======== Entries ========
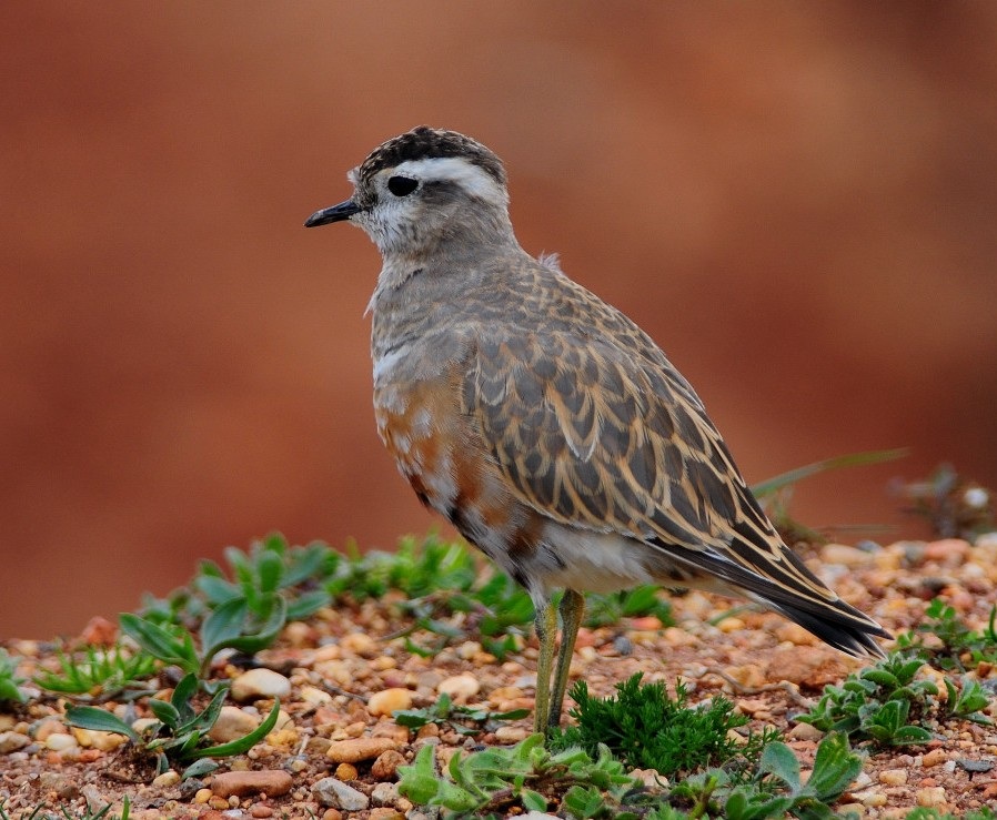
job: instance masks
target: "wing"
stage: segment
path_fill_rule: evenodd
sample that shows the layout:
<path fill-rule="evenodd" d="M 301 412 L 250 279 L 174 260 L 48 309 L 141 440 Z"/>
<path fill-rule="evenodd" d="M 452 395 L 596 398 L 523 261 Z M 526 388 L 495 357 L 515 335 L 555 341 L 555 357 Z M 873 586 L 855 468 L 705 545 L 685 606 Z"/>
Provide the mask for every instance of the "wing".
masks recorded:
<path fill-rule="evenodd" d="M 496 332 L 477 344 L 463 404 L 518 498 L 541 514 L 640 539 L 777 608 L 819 615 L 839 604 L 785 547 L 656 347 Z"/>

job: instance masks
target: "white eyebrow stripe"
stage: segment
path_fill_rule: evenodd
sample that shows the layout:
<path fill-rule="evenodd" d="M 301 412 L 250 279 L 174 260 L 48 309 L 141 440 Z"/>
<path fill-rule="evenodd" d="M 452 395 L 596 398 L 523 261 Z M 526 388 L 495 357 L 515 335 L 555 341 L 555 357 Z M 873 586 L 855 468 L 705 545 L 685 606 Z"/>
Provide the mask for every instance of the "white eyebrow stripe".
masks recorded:
<path fill-rule="evenodd" d="M 392 175 L 411 176 L 415 180 L 446 180 L 456 182 L 472 196 L 497 205 L 508 204 L 508 194 L 503 185 L 487 171 L 460 156 L 434 156 L 426 160 L 406 160 L 392 170 Z"/>

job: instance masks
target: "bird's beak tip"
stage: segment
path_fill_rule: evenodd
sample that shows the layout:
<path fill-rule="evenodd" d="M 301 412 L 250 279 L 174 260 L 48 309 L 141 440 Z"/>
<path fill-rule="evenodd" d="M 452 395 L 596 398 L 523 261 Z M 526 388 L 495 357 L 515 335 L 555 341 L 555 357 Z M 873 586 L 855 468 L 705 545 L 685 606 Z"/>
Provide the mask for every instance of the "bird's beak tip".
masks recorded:
<path fill-rule="evenodd" d="M 332 207 L 323 207 L 315 211 L 304 221 L 305 227 L 318 227 L 319 225 L 328 225 L 332 222 L 342 222 L 349 220 L 353 214 L 360 213 L 360 206 L 353 200 L 346 200 L 339 205 Z"/>

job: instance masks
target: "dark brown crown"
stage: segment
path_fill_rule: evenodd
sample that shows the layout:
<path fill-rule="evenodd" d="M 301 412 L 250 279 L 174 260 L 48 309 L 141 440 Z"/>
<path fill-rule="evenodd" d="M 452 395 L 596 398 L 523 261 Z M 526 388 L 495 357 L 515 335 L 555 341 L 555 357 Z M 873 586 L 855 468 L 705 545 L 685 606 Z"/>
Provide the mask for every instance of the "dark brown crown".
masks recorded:
<path fill-rule="evenodd" d="M 447 156 L 462 156 L 491 174 L 498 184 L 506 183 L 502 160 L 480 142 L 456 131 L 443 131 L 429 125 L 420 125 L 374 149 L 361 164 L 360 178 L 370 179 L 385 168 L 394 168 L 409 160 Z"/>

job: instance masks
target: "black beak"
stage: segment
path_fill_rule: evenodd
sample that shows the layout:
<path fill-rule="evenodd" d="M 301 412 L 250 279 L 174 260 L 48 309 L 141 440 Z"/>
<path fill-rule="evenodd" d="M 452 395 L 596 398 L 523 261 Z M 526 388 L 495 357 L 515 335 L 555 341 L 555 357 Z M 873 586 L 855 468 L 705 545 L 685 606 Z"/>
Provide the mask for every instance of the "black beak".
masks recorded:
<path fill-rule="evenodd" d="M 319 225 L 328 225 L 330 222 L 342 222 L 343 220 L 349 220 L 354 213 L 360 213 L 362 210 L 363 209 L 353 202 L 353 200 L 346 200 L 339 205 L 315 211 L 315 213 L 305 220 L 304 226 L 318 227 Z"/>

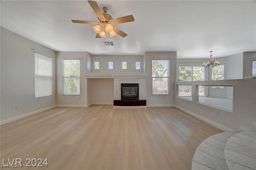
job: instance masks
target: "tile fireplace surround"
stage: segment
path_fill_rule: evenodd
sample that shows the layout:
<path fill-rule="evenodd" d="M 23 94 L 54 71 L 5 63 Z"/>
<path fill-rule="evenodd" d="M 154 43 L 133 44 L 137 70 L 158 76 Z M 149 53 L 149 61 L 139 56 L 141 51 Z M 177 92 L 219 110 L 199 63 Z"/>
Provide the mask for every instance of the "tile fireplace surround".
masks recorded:
<path fill-rule="evenodd" d="M 121 100 L 121 83 L 138 83 L 139 99 L 146 100 L 146 72 L 87 72 L 84 74 L 87 78 L 114 78 L 114 99 Z"/>

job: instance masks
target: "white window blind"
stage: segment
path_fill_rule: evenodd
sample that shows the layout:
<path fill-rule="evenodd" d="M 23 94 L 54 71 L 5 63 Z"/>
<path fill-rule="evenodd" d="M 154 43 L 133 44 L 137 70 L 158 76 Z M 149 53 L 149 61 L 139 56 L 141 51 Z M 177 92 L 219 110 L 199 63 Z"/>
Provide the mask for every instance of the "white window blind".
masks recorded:
<path fill-rule="evenodd" d="M 152 60 L 152 94 L 169 94 L 170 60 Z"/>
<path fill-rule="evenodd" d="M 52 58 L 35 52 L 35 97 L 52 95 Z"/>
<path fill-rule="evenodd" d="M 62 94 L 80 95 L 80 60 L 63 59 Z"/>
<path fill-rule="evenodd" d="M 256 76 L 256 61 L 252 61 L 252 76 Z"/>

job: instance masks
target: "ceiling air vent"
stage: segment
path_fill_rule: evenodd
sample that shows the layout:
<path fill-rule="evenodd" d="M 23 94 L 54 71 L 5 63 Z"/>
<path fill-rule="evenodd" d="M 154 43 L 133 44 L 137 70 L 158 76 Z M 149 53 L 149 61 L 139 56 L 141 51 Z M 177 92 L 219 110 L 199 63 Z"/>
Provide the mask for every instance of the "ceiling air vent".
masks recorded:
<path fill-rule="evenodd" d="M 105 46 L 114 46 L 114 41 L 103 41 Z"/>

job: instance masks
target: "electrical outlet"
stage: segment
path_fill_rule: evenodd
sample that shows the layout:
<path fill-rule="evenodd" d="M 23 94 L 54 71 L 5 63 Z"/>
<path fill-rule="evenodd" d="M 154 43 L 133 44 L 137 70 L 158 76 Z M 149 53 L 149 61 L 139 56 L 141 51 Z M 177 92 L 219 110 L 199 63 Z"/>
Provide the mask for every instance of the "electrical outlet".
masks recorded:
<path fill-rule="evenodd" d="M 218 110 L 216 111 L 216 115 L 217 116 L 220 116 L 220 111 Z"/>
========
▶ [Stated goal] Reproduce every record above exactly, but leave out the pictures.

▶ [Result]
job: instance masks
target: "wing"
stage: segment
path_fill_rule: evenodd
sample that shows the layout:
<path fill-rule="evenodd" d="M 301 412 L 250 279 L 174 260 L 48 309 L 141 440 Z"/>
<path fill-rule="evenodd" d="M 452 395 L 596 398 L 523 261 Z M 526 388 L 495 357 L 515 335 L 555 341 L 555 357 Z M 873 586 L 855 468 L 705 545 L 685 606 Z"/>
Provide the mask for every instance of the "wing".
masks recorded:
<path fill-rule="evenodd" d="M 496 332 L 477 344 L 463 404 L 518 498 L 541 514 L 640 539 L 777 608 L 819 615 L 839 604 L 785 547 L 656 347 Z"/>

job: instance masks
target: "white eyebrow stripe"
stage: segment
path_fill_rule: evenodd
sample that shows the layout:
<path fill-rule="evenodd" d="M 301 412 L 250 279 L 174 260 L 48 309 L 141 440 Z"/>
<path fill-rule="evenodd" d="M 452 395 L 596 398 L 523 261 Z M 526 388 L 495 357 L 515 335 L 555 341 L 555 357 Z M 873 586 L 855 468 L 705 545 L 685 606 Z"/>
Provide the mask for every instance of the "white eyebrow stripe".
masks recorded:
<path fill-rule="evenodd" d="M 392 175 L 411 176 L 415 180 L 446 180 L 456 182 L 472 196 L 497 205 L 508 204 L 508 194 L 503 185 L 487 171 L 460 156 L 434 156 L 426 160 L 406 160 L 392 170 Z"/>

job: instance masks
target: "bird's beak tip"
stage: segment
path_fill_rule: evenodd
sample that shows the layout:
<path fill-rule="evenodd" d="M 301 412 L 250 279 L 174 260 L 48 309 L 141 440 Z"/>
<path fill-rule="evenodd" d="M 452 395 L 596 398 L 523 261 Z M 526 388 L 495 357 L 515 335 L 555 341 L 555 357 Z M 873 586 L 855 468 L 705 545 L 685 606 Z"/>
Provide the mask for every instance of the "bird's beak tip".
masks recorded:
<path fill-rule="evenodd" d="M 332 207 L 323 207 L 315 211 L 304 221 L 305 227 L 318 227 L 319 225 L 328 225 L 332 222 L 342 222 L 349 220 L 353 214 L 360 213 L 360 206 L 353 200 L 346 200 L 339 205 Z"/>

job: instance masks
target: "dark brown crown"
stage: segment
path_fill_rule: evenodd
sample that shows the layout:
<path fill-rule="evenodd" d="M 301 412 L 250 279 L 174 260 L 48 309 L 141 440 Z"/>
<path fill-rule="evenodd" d="M 452 395 L 596 398 L 523 261 Z M 526 388 L 495 357 L 515 335 L 555 341 L 555 357 Z M 873 586 L 855 468 L 705 545 L 685 606 Z"/>
Provide the mask for every instance of the "dark brown crown".
masks recorded:
<path fill-rule="evenodd" d="M 447 156 L 462 156 L 491 174 L 498 184 L 506 183 L 502 160 L 480 142 L 456 131 L 443 131 L 429 125 L 420 125 L 374 149 L 361 164 L 360 178 L 370 179 L 385 168 L 394 168 L 409 160 Z"/>

job: instance masks
target: "black beak"
stage: segment
path_fill_rule: evenodd
sample that shows the layout:
<path fill-rule="evenodd" d="M 301 412 L 250 279 L 174 260 L 48 309 L 141 440 Z"/>
<path fill-rule="evenodd" d="M 452 395 L 596 398 L 523 261 Z M 526 388 L 495 357 L 515 335 L 555 341 L 555 357 Z M 873 586 L 855 468 L 705 545 L 685 606 Z"/>
Provide the mask for every instance of the "black beak".
masks recorded:
<path fill-rule="evenodd" d="M 319 225 L 328 225 L 330 222 L 342 222 L 343 220 L 349 220 L 354 213 L 360 213 L 362 210 L 363 209 L 353 202 L 353 200 L 346 200 L 339 205 L 315 211 L 315 213 L 305 220 L 304 226 L 318 227 Z"/>

job: instance masks
target: "tile fireplace surround"
stage: segment
path_fill_rule: evenodd
sample that shows the layout:
<path fill-rule="evenodd" d="M 23 94 L 54 71 L 5 63 Z"/>
<path fill-rule="evenodd" d="M 154 43 L 133 44 L 137 70 L 158 76 Z M 149 53 L 149 61 L 139 56 L 141 51 Z M 177 92 L 219 110 L 199 63 Z"/>
Provide the mask for every instance of the "tile fireplace surround".
masks recorded:
<path fill-rule="evenodd" d="M 121 100 L 121 83 L 138 83 L 139 99 L 146 100 L 146 72 L 87 72 L 84 74 L 87 78 L 114 78 L 114 99 Z"/>

job: instance masks
target: "white window blind"
stage: segment
path_fill_rule: evenodd
sample that shows the layout:
<path fill-rule="evenodd" d="M 23 94 L 54 71 L 5 63 Z"/>
<path fill-rule="evenodd" d="M 154 43 L 133 44 L 137 70 L 158 76 Z M 149 53 L 149 61 L 139 56 L 141 51 Z M 177 92 L 219 110 L 199 63 Z"/>
Provide the mask for every instance of the "white window blind".
masks recorded:
<path fill-rule="evenodd" d="M 152 60 L 152 94 L 169 94 L 170 60 Z"/>
<path fill-rule="evenodd" d="M 52 58 L 35 52 L 35 97 L 52 95 Z"/>
<path fill-rule="evenodd" d="M 62 94 L 80 95 L 80 60 L 63 59 Z"/>
<path fill-rule="evenodd" d="M 256 76 L 256 61 L 252 61 L 252 76 Z"/>

job: instance masks
target: "ceiling air vent"
stage: segment
path_fill_rule: evenodd
sample that shows the layout:
<path fill-rule="evenodd" d="M 23 94 L 54 71 L 5 63 Z"/>
<path fill-rule="evenodd" d="M 154 43 L 133 44 L 137 70 L 158 76 Z M 149 53 L 149 61 L 139 56 L 141 51 Z M 177 92 L 219 110 L 199 63 Z"/>
Provide the mask for every instance of the "ceiling air vent".
masks recorded:
<path fill-rule="evenodd" d="M 105 46 L 114 46 L 114 41 L 103 41 Z"/>

job: instance masks
target: "electrical outlet"
stage: segment
path_fill_rule: evenodd
sample that shows the layout:
<path fill-rule="evenodd" d="M 23 94 L 54 71 L 5 63 Z"/>
<path fill-rule="evenodd" d="M 154 43 L 133 44 L 137 70 L 158 76 Z M 149 53 L 149 61 L 139 56 L 141 51 Z M 177 92 L 219 110 L 199 63 Z"/>
Provide the mask for every instance of the "electrical outlet".
masks recorded:
<path fill-rule="evenodd" d="M 218 110 L 216 111 L 216 115 L 217 116 L 220 116 L 220 111 Z"/>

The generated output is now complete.